Short exercise: Give the lines below as a Markdown table with two columns, No. and Line, numbering each row and skipping blank lines. Leave the pictures out of the table.

(A run of records)
————————

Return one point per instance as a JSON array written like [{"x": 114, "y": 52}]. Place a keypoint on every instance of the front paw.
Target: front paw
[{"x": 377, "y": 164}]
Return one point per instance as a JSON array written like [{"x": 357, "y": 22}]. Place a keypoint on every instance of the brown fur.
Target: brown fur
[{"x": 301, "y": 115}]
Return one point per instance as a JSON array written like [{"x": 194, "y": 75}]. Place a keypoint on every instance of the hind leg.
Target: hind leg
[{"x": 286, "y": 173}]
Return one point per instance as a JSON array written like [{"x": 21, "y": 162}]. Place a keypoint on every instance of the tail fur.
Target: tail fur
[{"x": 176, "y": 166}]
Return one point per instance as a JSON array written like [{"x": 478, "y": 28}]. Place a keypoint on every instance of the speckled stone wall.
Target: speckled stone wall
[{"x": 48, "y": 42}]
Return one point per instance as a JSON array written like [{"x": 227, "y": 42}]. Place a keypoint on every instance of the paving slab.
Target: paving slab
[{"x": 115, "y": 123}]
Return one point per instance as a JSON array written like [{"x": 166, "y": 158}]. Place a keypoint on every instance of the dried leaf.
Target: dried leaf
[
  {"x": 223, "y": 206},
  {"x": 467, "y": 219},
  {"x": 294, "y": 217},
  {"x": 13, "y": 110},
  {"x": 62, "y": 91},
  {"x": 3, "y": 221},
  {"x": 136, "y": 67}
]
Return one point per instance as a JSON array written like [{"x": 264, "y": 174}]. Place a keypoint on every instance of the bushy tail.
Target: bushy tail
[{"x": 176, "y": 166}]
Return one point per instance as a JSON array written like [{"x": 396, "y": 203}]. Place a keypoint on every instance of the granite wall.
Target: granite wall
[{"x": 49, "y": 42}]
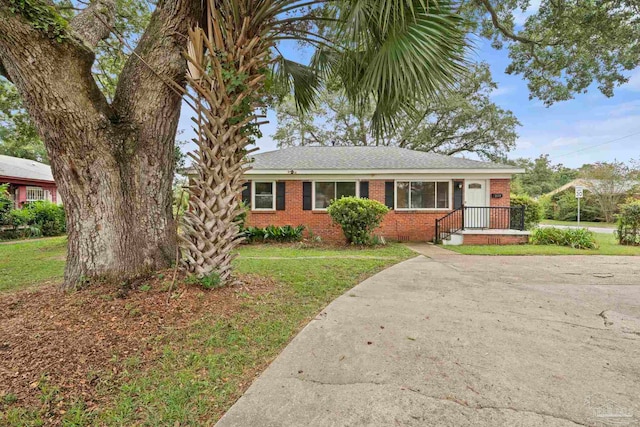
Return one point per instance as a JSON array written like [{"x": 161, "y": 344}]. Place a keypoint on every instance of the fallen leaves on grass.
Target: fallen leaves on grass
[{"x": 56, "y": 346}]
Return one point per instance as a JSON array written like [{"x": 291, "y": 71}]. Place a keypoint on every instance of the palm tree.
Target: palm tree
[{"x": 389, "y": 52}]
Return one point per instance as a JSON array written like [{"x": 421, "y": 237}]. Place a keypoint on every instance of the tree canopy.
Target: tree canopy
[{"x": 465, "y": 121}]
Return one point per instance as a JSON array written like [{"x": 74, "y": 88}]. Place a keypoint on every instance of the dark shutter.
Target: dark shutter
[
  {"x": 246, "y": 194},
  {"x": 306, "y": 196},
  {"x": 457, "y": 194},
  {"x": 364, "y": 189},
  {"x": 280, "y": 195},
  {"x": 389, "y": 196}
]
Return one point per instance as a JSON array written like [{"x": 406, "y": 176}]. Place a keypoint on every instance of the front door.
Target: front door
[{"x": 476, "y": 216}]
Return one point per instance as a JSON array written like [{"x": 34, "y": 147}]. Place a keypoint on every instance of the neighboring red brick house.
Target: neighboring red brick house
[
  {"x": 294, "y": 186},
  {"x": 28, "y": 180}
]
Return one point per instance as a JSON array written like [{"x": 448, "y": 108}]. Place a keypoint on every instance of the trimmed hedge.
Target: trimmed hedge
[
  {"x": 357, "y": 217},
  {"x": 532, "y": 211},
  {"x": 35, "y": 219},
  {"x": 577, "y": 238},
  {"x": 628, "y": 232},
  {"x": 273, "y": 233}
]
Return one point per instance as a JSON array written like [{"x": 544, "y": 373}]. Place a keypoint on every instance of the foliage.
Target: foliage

————————

Completed exercise:
| No. | Line |
|---|---|
| 1 | Return one point per instance as a JSON array written like [{"x": 114, "y": 52}]. Place a keypoint on every instance of the front paw. |
| 2 | Target: front paw |
| 3 | [{"x": 377, "y": 164}] |
| 4 | Return one point per instance as a JSON array written like [{"x": 357, "y": 22}]. Place a keypoint on every instance of the brown fur. |
| 5 | Target: brown fur |
| 6 | [{"x": 301, "y": 115}] |
| 7 | Return one point per instance as a JSON array written like [{"x": 194, "y": 75}]. Place a keypoint on every instance of the hind leg. |
| 8 | Target: hind leg |
| 9 | [{"x": 286, "y": 173}] |
| 10 | Return one point per instance as a JSON array written like [{"x": 21, "y": 162}]. Place a keypoint on every instance of the tail fur. |
| 11 | Target: tail fur |
| 12 | [{"x": 176, "y": 166}] |
| 13 | Return one point per instance as a JSON array written like [{"x": 478, "y": 28}]. Place a keypoint on every instance of the speckled stone wall. |
| 14 | Target: speckled stone wall |
| 15 | [{"x": 48, "y": 42}] |
| 16 | Return one point per instance as a JSON array written like [{"x": 227, "y": 42}]. Place a keypoint on every instance of the paving slab. |
| 17 | Target: paving slab |
| 18 | [{"x": 115, "y": 123}] |
| 19 | Return one point per instance as a JSON array written like [{"x": 166, "y": 158}]. Place a keypoint on every instance of the dried leaf. |
| 20 | Target: dried leaf |
| 21 | [ |
| 22 |   {"x": 223, "y": 206}, |
| 23 |   {"x": 467, "y": 219}, |
| 24 |   {"x": 294, "y": 217}, |
| 25 |   {"x": 13, "y": 110}, |
| 26 |   {"x": 62, "y": 91}, |
| 27 |   {"x": 3, "y": 221}, |
| 28 |   {"x": 136, "y": 67} |
| 29 | ] |
| 30 | Return one point per instance as a JSON array written like [{"x": 264, "y": 174}]. Place a keypoint on every instance of the bushy tail. |
| 31 | Target: bushy tail |
| 32 | [{"x": 176, "y": 166}] |
| 33 | Return one point per instance as a JSON array written like [{"x": 396, "y": 203}]. Place a keypoint on every instance of the granite wall. |
| 34 | Target: granite wall |
| 35 | [{"x": 49, "y": 42}] |
| 36 | Return one point per instance as a JSON array written like [{"x": 161, "y": 344}]. Place a keypoint on every instance of the fallen leaves on grass. |
| 37 | Target: fallen leaves on grass |
| 38 | [{"x": 56, "y": 346}] |
| 39 | Return one point per instance as a JSON array written like [{"x": 291, "y": 71}]. Place a keypoint on every instance of the palm tree. |
| 40 | Target: palm tree |
| 41 | [{"x": 389, "y": 52}] |
| 42 | Return one point per instance as a JSON array written like [{"x": 421, "y": 237}]. Place a keypoint on every instance of the tree canopy. |
| 43 | Target: tree canopy |
| 44 | [{"x": 465, "y": 121}] |
| 45 | Return one point per instance as a JSON array written like [{"x": 74, "y": 88}]. Place a keypoint on every instance of the dark shutter. |
| 46 | Target: dark shutter |
| 47 | [ |
| 48 |   {"x": 246, "y": 194}, |
| 49 |   {"x": 306, "y": 196}, |
| 50 |   {"x": 457, "y": 194}, |
| 51 |   {"x": 364, "y": 189}, |
| 52 |   {"x": 280, "y": 195}, |
| 53 |   {"x": 389, "y": 196} |
| 54 | ] |
| 55 | Return one point per instance as a JSON array written like [{"x": 406, "y": 176}]. Place a keypoint on every instance of the front door. |
| 56 | Target: front door |
| 57 | [{"x": 476, "y": 216}] |
| 58 | Return one point per instance as a JSON array written like [{"x": 34, "y": 147}]. Place a keypoint on every instance of the neighboring red brick house. |
| 59 | Target: neighboring red brick house |
| 60 | [ |
| 61 |   {"x": 294, "y": 186}, |
| 62 |   {"x": 28, "y": 180} |
| 63 | ] |
| 64 | Return one point per instance as a JSON array written like [{"x": 448, "y": 108}]. Place a keypoint on every instance of the trimmed hedge. |
| 65 | Target: trimmed hedge |
| 66 | [ |
| 67 |   {"x": 357, "y": 217}, |
| 68 |   {"x": 532, "y": 211}, |
| 69 |   {"x": 35, "y": 219}, |
| 70 |   {"x": 577, "y": 238}, |
| 71 |   {"x": 628, "y": 232}, |
| 72 |   {"x": 273, "y": 233} |
| 73 | ] |
| 74 | Return one point per instance as a JSON array written like [{"x": 544, "y": 373}]. Place a keypoint on every instance of the foliage. |
| 75 | Target: foliage |